» Problem statement:
Transcribe the listing precisely, entry by entry.

========

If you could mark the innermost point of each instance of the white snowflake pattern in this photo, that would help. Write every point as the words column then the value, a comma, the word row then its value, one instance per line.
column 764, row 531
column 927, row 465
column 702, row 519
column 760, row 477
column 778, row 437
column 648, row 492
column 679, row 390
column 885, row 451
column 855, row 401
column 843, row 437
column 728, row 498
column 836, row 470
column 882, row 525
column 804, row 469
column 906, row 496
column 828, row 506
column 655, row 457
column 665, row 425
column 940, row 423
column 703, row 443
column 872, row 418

========

» Problem solution:
If you could mark the innermost point of each instance of the white snowflake pattern in this photo, that would help. Write every point as the words column then the value, a comma, the word row then its value, one instance per line.
column 764, row 531
column 927, row 465
column 702, row 519
column 760, row 477
column 778, row 437
column 648, row 492
column 679, row 390
column 885, row 451
column 855, row 401
column 843, row 437
column 728, row 498
column 836, row 470
column 882, row 525
column 804, row 469
column 906, row 496
column 828, row 506
column 655, row 457
column 665, row 425
column 940, row 423
column 703, row 443
column 872, row 418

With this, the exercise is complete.